EXERCISE INSTRUCTIONS: Return, character for character, the lines from the one bearing "of the floating" through the end of the material. Omit everything before that line.

>> START

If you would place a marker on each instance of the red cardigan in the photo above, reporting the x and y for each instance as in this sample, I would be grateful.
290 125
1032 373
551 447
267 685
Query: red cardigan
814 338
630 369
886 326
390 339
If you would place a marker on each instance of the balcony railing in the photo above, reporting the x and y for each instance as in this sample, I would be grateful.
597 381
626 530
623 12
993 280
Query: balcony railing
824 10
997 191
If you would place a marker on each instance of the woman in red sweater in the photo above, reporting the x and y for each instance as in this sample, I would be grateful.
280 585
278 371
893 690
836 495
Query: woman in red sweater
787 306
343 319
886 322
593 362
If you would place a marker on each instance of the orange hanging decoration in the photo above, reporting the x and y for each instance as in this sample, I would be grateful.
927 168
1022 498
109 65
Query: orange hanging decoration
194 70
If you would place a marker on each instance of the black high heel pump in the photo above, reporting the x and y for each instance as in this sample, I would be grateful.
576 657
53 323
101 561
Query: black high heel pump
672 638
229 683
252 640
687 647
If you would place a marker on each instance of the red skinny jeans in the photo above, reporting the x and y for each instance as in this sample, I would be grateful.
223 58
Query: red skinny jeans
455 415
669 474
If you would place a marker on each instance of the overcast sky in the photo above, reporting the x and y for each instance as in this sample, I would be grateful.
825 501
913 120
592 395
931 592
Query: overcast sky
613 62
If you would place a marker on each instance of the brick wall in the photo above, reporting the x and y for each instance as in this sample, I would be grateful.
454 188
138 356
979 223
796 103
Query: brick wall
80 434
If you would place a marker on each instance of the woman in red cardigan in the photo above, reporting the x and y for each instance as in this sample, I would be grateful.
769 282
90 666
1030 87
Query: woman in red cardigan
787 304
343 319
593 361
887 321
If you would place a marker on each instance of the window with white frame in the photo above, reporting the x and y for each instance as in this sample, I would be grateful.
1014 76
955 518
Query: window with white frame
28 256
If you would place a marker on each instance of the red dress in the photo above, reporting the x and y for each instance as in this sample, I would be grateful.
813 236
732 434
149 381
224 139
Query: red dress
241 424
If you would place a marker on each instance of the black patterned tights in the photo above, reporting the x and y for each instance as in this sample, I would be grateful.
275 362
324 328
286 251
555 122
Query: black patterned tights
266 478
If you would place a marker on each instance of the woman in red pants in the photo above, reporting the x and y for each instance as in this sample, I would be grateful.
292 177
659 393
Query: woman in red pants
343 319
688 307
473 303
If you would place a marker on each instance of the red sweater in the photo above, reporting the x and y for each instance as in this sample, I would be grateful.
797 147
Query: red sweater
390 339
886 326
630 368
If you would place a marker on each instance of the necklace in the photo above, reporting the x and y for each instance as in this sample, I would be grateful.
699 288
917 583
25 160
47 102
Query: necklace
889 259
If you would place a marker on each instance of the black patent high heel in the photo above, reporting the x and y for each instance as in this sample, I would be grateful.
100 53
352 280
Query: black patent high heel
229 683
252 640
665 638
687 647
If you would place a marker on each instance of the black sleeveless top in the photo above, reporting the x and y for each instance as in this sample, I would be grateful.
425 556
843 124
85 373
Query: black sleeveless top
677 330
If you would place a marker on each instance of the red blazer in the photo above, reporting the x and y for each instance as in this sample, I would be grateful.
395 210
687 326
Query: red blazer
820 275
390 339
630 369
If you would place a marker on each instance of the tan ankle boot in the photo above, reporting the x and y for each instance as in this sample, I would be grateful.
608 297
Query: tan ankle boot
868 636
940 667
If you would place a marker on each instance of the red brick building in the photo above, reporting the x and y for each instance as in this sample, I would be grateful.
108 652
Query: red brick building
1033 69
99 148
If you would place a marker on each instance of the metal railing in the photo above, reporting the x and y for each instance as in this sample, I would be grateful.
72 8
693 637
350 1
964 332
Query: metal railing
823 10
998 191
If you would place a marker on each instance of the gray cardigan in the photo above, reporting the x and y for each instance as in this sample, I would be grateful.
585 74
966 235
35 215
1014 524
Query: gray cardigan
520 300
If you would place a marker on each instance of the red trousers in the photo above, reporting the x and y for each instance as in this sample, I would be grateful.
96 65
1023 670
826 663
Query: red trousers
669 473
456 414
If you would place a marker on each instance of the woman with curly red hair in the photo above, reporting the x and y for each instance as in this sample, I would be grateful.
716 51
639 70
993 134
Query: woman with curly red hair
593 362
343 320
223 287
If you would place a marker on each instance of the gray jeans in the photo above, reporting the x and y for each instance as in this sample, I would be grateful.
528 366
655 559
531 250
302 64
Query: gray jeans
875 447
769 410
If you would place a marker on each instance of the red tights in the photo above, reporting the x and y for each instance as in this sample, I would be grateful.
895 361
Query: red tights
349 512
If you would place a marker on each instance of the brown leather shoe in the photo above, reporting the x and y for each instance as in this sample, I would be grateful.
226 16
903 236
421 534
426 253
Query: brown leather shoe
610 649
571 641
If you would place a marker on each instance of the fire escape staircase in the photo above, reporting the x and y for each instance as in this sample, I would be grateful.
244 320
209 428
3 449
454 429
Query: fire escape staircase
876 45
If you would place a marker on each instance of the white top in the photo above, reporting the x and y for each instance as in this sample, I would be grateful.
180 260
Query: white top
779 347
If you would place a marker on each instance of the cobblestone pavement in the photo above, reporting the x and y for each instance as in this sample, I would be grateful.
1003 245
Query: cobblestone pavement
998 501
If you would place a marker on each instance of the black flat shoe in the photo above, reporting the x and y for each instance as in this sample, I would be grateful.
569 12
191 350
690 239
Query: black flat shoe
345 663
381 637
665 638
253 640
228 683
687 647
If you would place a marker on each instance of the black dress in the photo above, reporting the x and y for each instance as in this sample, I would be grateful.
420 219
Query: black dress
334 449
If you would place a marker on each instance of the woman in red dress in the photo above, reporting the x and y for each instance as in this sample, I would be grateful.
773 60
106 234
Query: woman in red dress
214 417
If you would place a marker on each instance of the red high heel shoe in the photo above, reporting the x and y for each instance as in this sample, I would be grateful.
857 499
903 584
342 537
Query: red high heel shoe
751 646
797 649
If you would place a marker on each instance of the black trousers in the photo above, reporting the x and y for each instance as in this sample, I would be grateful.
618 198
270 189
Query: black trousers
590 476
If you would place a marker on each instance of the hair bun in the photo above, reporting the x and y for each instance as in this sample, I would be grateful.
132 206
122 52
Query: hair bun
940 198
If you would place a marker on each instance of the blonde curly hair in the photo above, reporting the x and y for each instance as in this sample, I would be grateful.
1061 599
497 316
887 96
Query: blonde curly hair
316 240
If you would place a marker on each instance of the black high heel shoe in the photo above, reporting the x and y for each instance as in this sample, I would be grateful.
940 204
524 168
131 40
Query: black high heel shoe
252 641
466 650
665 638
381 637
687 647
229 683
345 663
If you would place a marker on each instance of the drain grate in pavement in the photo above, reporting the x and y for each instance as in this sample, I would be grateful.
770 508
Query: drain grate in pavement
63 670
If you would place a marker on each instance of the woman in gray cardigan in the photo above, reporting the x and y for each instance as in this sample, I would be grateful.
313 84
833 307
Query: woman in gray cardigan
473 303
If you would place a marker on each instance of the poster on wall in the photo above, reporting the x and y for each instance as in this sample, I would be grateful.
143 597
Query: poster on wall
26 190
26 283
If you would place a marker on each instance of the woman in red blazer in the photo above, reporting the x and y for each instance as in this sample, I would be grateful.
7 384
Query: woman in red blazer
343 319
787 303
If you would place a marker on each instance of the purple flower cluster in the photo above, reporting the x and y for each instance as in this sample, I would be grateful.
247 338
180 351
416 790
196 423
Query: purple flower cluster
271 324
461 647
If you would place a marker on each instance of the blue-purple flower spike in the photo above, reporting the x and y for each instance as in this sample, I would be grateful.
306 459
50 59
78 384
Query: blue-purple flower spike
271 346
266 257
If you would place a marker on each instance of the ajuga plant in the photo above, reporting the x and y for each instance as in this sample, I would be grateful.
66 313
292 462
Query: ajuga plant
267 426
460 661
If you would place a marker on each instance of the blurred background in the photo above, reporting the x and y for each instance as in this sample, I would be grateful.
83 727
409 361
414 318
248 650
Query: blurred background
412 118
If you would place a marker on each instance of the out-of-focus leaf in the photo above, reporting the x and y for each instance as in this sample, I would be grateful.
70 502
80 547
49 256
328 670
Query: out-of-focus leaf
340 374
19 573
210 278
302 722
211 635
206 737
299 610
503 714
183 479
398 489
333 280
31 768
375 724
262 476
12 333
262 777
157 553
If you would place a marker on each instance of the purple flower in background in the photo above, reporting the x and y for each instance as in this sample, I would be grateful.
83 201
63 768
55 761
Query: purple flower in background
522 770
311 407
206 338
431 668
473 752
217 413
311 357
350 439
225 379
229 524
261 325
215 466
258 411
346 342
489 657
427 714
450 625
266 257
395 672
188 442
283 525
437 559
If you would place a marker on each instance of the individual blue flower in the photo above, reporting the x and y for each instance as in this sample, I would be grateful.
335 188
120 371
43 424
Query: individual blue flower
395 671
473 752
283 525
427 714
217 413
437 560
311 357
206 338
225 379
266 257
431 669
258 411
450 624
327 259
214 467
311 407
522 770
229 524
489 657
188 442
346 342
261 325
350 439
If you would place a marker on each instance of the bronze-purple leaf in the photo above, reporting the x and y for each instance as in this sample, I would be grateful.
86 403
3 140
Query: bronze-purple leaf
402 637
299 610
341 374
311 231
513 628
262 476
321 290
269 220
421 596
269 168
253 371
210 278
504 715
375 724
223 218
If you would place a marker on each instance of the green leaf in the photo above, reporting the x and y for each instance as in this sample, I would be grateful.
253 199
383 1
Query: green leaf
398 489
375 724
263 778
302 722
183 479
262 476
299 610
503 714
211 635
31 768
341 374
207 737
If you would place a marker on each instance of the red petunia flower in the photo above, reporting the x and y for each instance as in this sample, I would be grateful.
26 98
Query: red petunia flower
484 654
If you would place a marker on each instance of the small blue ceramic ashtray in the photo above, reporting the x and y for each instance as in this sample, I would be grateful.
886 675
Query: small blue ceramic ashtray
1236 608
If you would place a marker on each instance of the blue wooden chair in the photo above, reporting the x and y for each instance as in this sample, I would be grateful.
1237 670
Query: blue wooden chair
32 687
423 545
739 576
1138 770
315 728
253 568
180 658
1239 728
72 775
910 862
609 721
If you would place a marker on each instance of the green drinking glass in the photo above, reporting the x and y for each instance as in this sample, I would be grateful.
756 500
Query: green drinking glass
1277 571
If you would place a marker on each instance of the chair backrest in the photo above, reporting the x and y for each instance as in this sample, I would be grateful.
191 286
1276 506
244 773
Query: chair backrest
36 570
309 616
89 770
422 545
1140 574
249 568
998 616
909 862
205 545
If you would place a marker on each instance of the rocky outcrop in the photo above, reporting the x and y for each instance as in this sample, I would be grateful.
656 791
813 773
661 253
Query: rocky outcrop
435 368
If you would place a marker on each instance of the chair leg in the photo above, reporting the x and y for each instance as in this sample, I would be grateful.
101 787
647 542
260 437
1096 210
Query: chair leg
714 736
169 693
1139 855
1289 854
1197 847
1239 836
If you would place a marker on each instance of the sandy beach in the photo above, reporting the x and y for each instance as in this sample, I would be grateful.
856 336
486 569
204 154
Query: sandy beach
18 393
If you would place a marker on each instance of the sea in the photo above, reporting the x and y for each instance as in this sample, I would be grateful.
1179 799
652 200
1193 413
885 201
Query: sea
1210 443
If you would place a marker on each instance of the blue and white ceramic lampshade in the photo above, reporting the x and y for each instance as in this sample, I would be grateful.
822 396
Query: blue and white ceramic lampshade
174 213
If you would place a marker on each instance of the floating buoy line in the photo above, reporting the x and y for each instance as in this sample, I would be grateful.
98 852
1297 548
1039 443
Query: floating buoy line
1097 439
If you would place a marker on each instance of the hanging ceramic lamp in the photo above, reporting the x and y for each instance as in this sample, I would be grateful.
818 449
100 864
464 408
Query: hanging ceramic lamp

>> END

EXERCISE OUTPUT:
If you would place a marker on each instance of the floating buoy line in the photo above, reporting the x and y for each instance as in this sample, I would be grateful.
98 852
1297 548
1039 443
Query: floating buoy line
1097 439
If you would place a marker on each instance of the hanging ceramic lamp in the photo above, reporting the x and y for each instance as in this sample, I would be grateful.
818 449
100 864
464 408
Query: hanging ceramic lamp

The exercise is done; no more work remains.